Begin SUPPLIED MATERIAL

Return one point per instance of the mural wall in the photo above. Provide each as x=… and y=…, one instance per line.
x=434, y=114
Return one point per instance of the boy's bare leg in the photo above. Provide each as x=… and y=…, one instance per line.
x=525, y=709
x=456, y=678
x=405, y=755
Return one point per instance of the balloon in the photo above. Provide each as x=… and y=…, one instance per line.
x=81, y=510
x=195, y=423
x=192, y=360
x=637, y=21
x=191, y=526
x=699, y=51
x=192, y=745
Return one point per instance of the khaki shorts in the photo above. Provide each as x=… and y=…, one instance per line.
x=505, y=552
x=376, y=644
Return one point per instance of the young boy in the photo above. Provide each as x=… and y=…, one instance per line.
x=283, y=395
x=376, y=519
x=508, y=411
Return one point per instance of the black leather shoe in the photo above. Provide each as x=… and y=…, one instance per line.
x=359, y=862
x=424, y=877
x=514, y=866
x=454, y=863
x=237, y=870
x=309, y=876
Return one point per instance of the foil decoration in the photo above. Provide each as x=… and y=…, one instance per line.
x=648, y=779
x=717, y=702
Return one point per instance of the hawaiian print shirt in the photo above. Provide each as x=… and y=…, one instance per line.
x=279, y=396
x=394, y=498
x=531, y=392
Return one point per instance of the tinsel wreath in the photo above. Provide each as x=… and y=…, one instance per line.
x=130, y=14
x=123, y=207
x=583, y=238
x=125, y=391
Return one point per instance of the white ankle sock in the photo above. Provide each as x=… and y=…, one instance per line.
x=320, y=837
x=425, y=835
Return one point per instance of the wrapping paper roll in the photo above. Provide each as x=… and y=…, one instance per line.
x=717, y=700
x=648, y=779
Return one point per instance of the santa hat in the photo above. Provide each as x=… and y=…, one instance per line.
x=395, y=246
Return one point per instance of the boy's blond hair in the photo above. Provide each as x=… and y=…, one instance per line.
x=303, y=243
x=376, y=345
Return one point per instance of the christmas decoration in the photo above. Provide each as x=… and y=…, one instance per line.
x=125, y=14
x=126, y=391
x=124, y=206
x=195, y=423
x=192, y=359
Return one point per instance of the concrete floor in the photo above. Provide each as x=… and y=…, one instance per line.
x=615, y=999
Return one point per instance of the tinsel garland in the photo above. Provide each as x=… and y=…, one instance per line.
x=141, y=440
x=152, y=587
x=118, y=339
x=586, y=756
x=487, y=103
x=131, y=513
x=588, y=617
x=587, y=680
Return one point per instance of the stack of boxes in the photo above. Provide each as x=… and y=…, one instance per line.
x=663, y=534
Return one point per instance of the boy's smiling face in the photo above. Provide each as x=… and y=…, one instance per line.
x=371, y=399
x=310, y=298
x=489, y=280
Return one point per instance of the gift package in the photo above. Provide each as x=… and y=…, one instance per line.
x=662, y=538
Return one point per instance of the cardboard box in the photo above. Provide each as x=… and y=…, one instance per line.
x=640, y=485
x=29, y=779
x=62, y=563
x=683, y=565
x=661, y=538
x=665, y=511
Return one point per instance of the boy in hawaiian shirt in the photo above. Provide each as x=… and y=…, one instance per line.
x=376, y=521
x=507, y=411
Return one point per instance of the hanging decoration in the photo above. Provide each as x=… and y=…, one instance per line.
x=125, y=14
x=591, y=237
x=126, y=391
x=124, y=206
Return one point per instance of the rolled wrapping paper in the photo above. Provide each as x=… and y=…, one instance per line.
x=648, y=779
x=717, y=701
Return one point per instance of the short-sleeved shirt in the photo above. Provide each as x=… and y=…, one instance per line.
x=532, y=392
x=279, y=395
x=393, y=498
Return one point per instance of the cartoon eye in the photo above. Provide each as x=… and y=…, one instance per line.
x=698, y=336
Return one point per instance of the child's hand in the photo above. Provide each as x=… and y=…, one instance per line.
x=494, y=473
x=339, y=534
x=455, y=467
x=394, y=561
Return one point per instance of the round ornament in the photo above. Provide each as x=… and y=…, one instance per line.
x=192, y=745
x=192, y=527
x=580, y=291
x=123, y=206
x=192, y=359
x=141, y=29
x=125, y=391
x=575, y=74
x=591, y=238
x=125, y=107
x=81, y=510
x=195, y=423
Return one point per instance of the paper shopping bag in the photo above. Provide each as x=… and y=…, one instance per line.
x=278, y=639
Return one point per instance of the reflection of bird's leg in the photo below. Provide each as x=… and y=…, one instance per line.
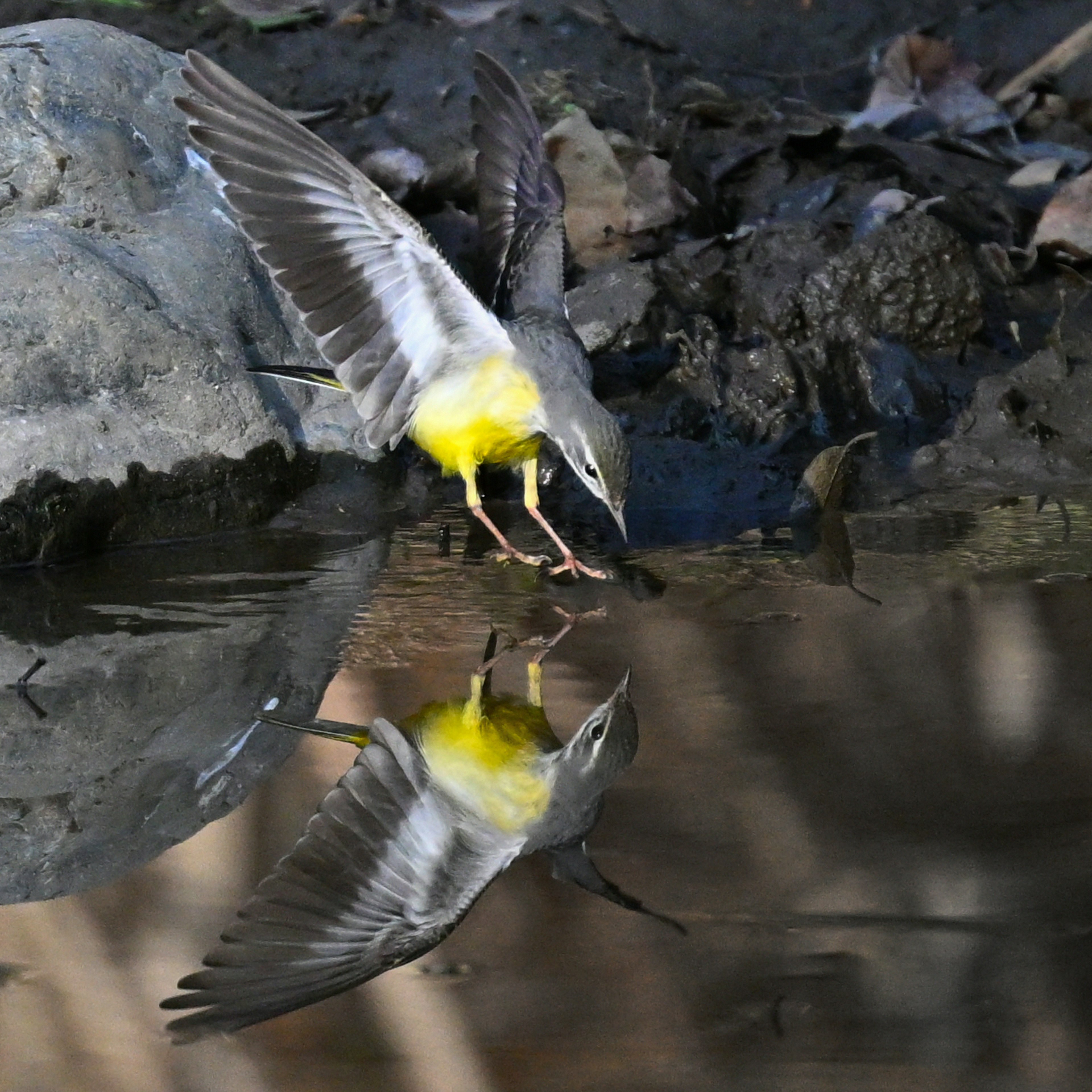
x=474, y=504
x=569, y=562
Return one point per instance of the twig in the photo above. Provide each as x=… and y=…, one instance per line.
x=1052, y=64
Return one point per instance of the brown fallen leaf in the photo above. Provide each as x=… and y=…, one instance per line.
x=595, y=212
x=825, y=481
x=819, y=530
x=920, y=71
x=1066, y=224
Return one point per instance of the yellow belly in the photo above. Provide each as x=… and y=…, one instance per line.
x=485, y=758
x=484, y=416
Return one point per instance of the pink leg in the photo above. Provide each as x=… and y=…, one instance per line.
x=569, y=562
x=510, y=551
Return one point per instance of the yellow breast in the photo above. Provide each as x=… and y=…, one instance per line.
x=483, y=755
x=483, y=415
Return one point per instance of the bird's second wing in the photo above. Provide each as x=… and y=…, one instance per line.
x=384, y=873
x=387, y=312
x=521, y=197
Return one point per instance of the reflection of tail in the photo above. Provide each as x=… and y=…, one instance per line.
x=857, y=591
x=489, y=659
x=349, y=734
x=572, y=863
x=317, y=377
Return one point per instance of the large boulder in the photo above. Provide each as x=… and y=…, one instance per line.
x=130, y=307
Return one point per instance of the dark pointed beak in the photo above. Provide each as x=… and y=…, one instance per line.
x=622, y=692
x=620, y=519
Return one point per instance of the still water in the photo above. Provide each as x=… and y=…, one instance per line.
x=875, y=819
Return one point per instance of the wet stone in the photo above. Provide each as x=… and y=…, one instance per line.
x=913, y=280
x=130, y=311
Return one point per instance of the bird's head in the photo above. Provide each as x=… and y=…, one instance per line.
x=594, y=446
x=604, y=745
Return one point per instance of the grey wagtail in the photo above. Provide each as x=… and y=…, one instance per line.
x=416, y=350
x=429, y=816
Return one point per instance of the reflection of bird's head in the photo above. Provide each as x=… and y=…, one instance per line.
x=594, y=446
x=602, y=748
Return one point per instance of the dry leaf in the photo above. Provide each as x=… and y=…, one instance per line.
x=595, y=211
x=819, y=530
x=653, y=198
x=1066, y=223
x=1038, y=173
x=922, y=73
x=474, y=14
x=824, y=482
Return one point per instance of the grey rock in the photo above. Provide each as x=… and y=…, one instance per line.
x=142, y=727
x=610, y=300
x=130, y=305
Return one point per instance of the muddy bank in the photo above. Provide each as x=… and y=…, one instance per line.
x=758, y=272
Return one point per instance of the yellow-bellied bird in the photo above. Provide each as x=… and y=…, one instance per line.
x=417, y=351
x=429, y=816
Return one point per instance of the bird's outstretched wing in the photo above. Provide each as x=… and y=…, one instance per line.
x=384, y=873
x=387, y=312
x=521, y=197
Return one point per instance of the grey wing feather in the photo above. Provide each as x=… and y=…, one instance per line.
x=521, y=197
x=387, y=312
x=382, y=874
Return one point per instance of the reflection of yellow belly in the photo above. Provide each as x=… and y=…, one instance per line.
x=482, y=416
x=487, y=760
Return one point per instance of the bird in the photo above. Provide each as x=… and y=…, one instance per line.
x=417, y=351
x=398, y=853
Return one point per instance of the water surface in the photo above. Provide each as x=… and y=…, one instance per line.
x=874, y=819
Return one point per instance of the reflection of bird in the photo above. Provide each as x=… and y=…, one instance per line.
x=414, y=348
x=399, y=852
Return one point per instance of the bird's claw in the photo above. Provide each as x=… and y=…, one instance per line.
x=506, y=556
x=572, y=565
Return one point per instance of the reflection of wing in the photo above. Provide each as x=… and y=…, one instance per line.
x=384, y=873
x=521, y=198
x=386, y=309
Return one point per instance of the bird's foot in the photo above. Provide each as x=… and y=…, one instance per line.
x=512, y=554
x=570, y=564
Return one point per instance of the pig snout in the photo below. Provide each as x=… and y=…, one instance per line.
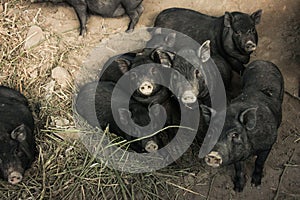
x=151, y=146
x=146, y=88
x=250, y=46
x=188, y=97
x=15, y=177
x=213, y=159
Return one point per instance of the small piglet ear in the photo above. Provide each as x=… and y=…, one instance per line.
x=19, y=133
x=228, y=18
x=124, y=65
x=248, y=118
x=170, y=39
x=204, y=51
x=256, y=16
x=163, y=57
x=125, y=115
x=208, y=113
x=158, y=31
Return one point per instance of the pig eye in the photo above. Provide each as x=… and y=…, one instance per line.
x=239, y=33
x=197, y=73
x=133, y=75
x=18, y=152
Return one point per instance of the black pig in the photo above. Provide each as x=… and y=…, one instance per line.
x=188, y=59
x=94, y=102
x=251, y=123
x=18, y=148
x=233, y=35
x=113, y=8
x=142, y=81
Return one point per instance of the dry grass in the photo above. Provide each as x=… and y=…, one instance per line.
x=64, y=169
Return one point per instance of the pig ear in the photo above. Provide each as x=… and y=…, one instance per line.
x=256, y=16
x=124, y=65
x=19, y=133
x=162, y=57
x=228, y=18
x=125, y=115
x=155, y=109
x=158, y=31
x=204, y=51
x=248, y=118
x=170, y=39
x=208, y=113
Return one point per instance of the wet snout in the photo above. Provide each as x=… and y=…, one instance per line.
x=151, y=146
x=250, y=46
x=146, y=88
x=188, y=97
x=213, y=159
x=15, y=177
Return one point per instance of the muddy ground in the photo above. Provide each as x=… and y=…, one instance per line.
x=278, y=31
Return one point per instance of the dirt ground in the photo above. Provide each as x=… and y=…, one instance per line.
x=278, y=31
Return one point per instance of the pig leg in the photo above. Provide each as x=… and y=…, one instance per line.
x=239, y=179
x=119, y=11
x=258, y=169
x=81, y=11
x=134, y=15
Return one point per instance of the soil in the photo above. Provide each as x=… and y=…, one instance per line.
x=278, y=31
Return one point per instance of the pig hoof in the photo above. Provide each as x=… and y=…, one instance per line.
x=18, y=136
x=256, y=186
x=15, y=177
x=146, y=88
x=151, y=146
x=238, y=188
x=213, y=159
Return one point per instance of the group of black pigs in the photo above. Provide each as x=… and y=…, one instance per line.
x=169, y=77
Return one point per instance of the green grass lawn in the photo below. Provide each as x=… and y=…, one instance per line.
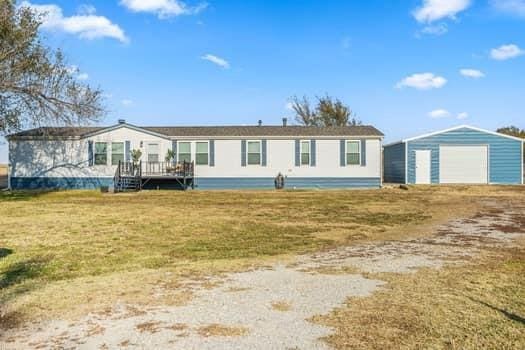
x=71, y=251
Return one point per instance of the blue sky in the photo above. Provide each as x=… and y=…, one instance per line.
x=406, y=67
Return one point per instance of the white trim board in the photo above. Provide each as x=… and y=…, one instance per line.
x=463, y=127
x=452, y=129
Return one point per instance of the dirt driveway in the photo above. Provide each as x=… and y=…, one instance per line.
x=270, y=308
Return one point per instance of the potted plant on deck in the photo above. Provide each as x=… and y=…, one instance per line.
x=170, y=156
x=136, y=154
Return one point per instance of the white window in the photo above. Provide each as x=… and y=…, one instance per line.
x=201, y=153
x=101, y=153
x=117, y=152
x=305, y=152
x=353, y=153
x=153, y=152
x=184, y=149
x=254, y=153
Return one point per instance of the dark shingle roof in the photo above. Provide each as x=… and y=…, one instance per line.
x=217, y=131
x=271, y=130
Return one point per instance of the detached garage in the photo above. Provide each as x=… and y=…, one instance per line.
x=461, y=155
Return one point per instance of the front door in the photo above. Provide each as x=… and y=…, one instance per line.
x=423, y=167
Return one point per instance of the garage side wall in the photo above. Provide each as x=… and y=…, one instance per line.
x=504, y=154
x=394, y=163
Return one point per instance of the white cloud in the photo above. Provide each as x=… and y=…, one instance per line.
x=163, y=8
x=439, y=113
x=512, y=7
x=462, y=115
x=221, y=62
x=86, y=24
x=422, y=81
x=471, y=73
x=86, y=9
x=83, y=76
x=437, y=29
x=434, y=10
x=506, y=52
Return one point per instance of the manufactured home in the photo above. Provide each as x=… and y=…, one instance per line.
x=207, y=157
x=460, y=155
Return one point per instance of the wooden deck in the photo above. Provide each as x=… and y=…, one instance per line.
x=130, y=176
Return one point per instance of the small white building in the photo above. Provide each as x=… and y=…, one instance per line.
x=208, y=157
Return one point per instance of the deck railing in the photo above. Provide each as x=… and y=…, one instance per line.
x=145, y=169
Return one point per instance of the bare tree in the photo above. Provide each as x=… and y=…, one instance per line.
x=37, y=87
x=304, y=114
x=328, y=112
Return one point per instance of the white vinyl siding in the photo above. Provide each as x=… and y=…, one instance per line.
x=254, y=153
x=101, y=153
x=117, y=152
x=353, y=153
x=201, y=153
x=184, y=149
x=153, y=152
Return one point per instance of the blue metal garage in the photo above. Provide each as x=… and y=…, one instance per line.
x=461, y=155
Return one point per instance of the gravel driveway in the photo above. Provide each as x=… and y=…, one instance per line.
x=269, y=308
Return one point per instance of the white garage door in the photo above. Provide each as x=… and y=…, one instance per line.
x=463, y=164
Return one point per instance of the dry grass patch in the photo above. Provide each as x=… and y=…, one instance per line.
x=282, y=306
x=65, y=253
x=150, y=327
x=218, y=330
x=476, y=306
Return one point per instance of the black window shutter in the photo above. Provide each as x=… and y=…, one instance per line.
x=91, y=158
x=263, y=152
x=127, y=151
x=342, y=155
x=363, y=152
x=297, y=152
x=243, y=153
x=313, y=153
x=174, y=149
x=212, y=152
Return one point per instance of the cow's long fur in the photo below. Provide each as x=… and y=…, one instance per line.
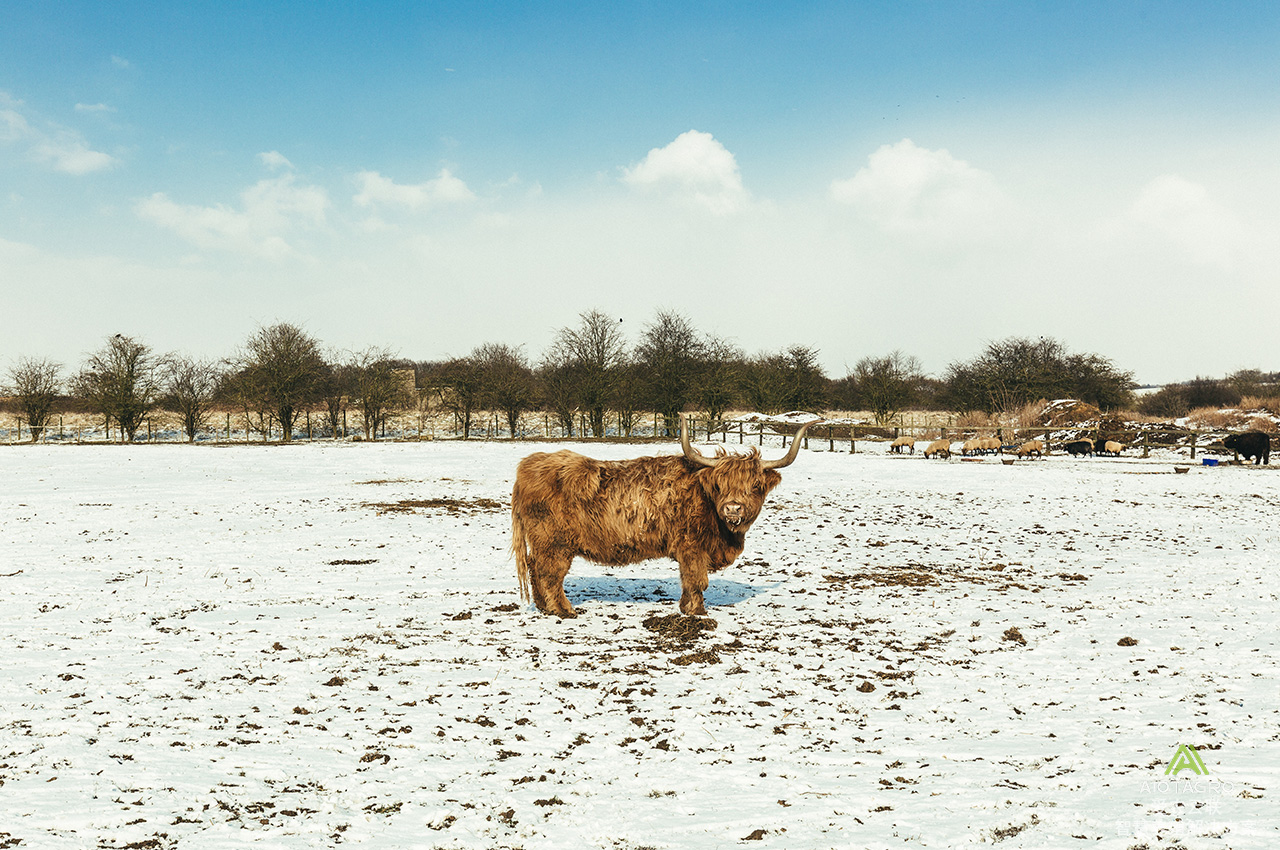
x=615, y=512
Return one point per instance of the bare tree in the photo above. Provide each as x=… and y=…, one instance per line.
x=720, y=378
x=508, y=382
x=670, y=353
x=379, y=385
x=120, y=382
x=588, y=357
x=283, y=368
x=886, y=384
x=33, y=383
x=190, y=388
x=334, y=389
x=1018, y=370
x=460, y=383
x=764, y=383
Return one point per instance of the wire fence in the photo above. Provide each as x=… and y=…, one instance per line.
x=837, y=435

End SUPPLIED MATERIAL

EXERCISE OBJECTIVE:
Rescale the material from the line with "Return one point per instance of the foil" to the line with "x=717, y=702", both included, and write out only those lines. Keep the request line unchanged, and multiply every coordinate in the answers by 1.75, rounding to whole numbers with halves rounded up.

EXERCISE SOLUTION:
Return one point per instance of the foil decoration in the photo above. Provide each as x=… and y=…, one instance per line.
x=1134, y=1363
x=1255, y=1229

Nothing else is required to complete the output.